**Problem**
Print the lines that run from the line with "Player-spacing review: tag the distant" to the line with "Player-spacing review: tag the stone column", keeping both end lines, exactly as they appear in the entries below, and nothing else.

*** Available data Section Begins ***

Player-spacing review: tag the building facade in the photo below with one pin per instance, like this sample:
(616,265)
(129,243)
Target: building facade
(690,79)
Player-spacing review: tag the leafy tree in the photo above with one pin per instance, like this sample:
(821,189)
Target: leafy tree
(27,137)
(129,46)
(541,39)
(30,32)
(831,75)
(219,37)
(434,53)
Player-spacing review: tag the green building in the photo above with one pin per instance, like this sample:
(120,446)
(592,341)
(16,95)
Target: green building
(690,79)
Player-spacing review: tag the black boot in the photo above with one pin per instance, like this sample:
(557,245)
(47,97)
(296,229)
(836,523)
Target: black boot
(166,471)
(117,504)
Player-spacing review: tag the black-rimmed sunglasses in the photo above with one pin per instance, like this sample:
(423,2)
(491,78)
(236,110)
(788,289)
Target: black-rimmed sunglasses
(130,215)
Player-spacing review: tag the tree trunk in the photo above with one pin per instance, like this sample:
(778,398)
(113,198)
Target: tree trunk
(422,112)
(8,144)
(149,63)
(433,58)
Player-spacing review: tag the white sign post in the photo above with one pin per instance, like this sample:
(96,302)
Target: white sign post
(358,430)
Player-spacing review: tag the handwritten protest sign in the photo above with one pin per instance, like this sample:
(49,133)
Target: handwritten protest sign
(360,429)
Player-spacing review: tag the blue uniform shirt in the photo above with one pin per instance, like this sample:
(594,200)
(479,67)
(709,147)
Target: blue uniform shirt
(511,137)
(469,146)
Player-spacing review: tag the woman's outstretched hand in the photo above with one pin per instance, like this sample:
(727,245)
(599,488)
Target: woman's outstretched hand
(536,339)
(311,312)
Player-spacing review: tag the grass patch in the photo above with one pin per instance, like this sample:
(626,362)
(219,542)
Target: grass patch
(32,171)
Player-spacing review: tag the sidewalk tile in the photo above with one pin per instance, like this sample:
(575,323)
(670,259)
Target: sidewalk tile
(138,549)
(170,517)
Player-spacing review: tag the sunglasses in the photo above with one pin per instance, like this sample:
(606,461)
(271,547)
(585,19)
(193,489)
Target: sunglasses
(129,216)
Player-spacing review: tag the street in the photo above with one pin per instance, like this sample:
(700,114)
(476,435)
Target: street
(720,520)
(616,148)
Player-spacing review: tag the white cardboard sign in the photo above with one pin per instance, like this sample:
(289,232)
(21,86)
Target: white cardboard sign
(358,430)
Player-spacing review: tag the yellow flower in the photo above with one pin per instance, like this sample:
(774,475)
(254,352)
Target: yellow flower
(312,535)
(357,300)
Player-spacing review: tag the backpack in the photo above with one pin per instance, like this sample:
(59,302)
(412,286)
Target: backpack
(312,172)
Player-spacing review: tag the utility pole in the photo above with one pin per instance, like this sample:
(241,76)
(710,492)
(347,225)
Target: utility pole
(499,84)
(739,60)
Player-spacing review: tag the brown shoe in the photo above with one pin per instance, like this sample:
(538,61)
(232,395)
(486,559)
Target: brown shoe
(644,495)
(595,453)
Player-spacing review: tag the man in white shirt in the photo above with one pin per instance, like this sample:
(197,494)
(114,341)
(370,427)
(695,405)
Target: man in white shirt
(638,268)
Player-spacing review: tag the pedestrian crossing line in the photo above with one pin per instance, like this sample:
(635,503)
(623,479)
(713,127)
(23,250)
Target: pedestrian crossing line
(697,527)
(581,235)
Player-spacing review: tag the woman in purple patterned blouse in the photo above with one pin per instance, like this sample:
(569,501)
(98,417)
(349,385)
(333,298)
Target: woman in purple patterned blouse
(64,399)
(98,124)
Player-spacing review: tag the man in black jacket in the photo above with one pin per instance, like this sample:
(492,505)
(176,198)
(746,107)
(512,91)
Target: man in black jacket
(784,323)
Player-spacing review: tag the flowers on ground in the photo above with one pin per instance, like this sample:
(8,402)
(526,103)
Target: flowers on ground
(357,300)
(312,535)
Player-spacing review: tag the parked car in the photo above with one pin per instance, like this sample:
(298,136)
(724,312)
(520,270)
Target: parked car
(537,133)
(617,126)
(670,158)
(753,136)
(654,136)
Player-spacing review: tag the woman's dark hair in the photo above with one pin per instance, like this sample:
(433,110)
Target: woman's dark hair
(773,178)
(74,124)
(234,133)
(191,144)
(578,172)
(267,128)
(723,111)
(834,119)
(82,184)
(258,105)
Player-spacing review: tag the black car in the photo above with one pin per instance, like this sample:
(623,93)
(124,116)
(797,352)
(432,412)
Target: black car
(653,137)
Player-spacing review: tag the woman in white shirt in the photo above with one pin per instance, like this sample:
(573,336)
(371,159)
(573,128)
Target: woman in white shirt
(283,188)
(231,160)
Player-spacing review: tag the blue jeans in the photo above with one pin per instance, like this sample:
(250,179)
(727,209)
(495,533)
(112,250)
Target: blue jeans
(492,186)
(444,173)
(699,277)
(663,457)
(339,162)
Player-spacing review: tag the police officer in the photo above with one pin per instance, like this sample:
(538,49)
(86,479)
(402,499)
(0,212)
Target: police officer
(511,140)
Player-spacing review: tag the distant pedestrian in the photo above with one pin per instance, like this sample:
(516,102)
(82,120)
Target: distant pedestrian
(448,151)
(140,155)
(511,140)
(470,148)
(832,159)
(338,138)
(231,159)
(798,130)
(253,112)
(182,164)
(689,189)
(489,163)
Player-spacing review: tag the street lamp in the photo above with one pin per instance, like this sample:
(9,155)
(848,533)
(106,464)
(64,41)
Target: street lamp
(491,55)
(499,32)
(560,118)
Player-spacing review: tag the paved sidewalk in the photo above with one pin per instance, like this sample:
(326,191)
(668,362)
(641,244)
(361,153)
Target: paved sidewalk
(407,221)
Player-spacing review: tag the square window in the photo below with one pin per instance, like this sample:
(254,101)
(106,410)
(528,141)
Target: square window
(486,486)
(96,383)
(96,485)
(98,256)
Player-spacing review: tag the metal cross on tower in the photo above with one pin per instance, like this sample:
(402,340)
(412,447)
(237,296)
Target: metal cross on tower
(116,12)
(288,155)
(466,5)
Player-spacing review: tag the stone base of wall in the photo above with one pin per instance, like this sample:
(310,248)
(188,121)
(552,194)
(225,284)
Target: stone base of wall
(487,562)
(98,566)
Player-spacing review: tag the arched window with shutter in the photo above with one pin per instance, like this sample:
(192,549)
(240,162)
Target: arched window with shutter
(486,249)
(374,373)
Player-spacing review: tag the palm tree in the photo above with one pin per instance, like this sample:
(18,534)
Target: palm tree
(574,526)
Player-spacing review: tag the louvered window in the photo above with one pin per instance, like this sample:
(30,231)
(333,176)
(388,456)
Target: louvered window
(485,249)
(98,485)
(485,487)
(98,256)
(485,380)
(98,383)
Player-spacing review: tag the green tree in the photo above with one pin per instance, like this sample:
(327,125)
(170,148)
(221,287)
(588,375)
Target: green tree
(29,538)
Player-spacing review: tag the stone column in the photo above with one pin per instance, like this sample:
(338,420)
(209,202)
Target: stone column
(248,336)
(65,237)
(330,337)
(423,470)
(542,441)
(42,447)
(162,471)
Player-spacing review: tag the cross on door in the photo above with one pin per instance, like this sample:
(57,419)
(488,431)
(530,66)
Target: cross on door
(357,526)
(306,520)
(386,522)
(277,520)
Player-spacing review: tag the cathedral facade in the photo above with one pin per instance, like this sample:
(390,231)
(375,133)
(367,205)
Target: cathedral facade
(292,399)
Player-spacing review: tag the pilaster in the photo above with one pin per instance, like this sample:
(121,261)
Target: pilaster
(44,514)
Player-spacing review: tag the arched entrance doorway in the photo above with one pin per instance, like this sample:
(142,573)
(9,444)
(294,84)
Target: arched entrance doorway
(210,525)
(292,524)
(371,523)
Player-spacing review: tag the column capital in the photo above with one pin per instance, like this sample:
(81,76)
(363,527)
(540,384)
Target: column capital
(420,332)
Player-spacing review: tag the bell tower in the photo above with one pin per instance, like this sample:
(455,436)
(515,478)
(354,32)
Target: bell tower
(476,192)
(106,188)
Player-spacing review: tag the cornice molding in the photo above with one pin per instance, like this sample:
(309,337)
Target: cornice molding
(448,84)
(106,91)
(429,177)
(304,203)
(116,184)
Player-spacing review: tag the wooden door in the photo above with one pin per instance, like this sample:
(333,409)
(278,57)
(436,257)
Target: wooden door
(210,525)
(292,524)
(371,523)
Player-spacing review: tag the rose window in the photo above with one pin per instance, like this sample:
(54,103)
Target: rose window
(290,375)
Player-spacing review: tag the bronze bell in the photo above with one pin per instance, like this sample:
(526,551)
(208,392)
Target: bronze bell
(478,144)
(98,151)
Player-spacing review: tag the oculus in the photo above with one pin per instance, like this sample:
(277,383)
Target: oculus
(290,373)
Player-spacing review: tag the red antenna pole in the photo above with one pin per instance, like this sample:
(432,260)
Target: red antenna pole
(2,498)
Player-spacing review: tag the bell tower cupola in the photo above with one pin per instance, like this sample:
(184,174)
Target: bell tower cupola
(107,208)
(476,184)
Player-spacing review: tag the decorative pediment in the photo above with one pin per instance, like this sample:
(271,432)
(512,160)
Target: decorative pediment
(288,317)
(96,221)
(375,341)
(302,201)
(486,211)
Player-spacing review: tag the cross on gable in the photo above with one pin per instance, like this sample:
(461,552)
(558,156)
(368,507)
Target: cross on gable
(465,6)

*** Available data Section Ends ***

**Completed task**
Player-spacing review: tag the distant pedestrian in the photo above with one pin per instance, like this sample:
(516,102)
(82,120)
Target: distant pedestrian
(448,151)
(140,155)
(511,140)
(470,148)
(832,159)
(338,138)
(231,159)
(798,130)
(253,112)
(182,164)
(689,189)
(489,163)
Player-spacing review: tag the street lamp in the photo above with one pin per instance, like this sample:
(9,155)
(848,533)
(106,464)
(64,41)
Target: street lamp
(491,55)
(499,32)
(560,118)
Player-spacing review: tag the paved sidewalk in the photo above with one pin per instance, like this sample:
(326,191)
(668,362)
(641,244)
(361,153)
Target: paved sidewalk
(407,221)
Player-spacing review: tag the square window in the photo below with one pin per instance, like this sample:
(254,101)
(106,410)
(528,141)
Target: square window
(486,486)
(96,383)
(96,485)
(98,256)
Player-spacing review: tag the metal cross on tower in the photo above with one pin per instance, like this sample:
(402,340)
(412,447)
(237,296)
Target: metal cross on tower
(116,12)
(288,155)
(466,5)
Player-spacing review: tag the stone base of wall in the photo above with one pin per instance, like this sample:
(310,248)
(188,121)
(552,194)
(225,284)
Target: stone base of wall
(487,562)
(98,566)
Player-spacing review: tag the arched window with shutter in the photo above with one pin per instance, like this sample:
(192,549)
(240,162)
Target: arched window with shutter
(486,249)
(374,373)
Player-spacing review: tag the palm tree in the photo above with one pin per instance, like this sample:
(18,534)
Target: palm tree
(574,526)
Player-spacing review: tag the louvered window in the photo above with one pin per instance, like this sample:
(30,231)
(333,176)
(388,456)
Target: louvered window
(485,249)
(98,485)
(485,487)
(98,256)
(485,380)
(98,383)
Player-spacing review: tag the green tree in the photo above with one pin per instance, like this sample:
(327,125)
(170,148)
(221,287)
(588,375)
Target: green tree
(29,538)
Player-spacing review: tag the stone column in the photo above with one pin per instance, like this sample:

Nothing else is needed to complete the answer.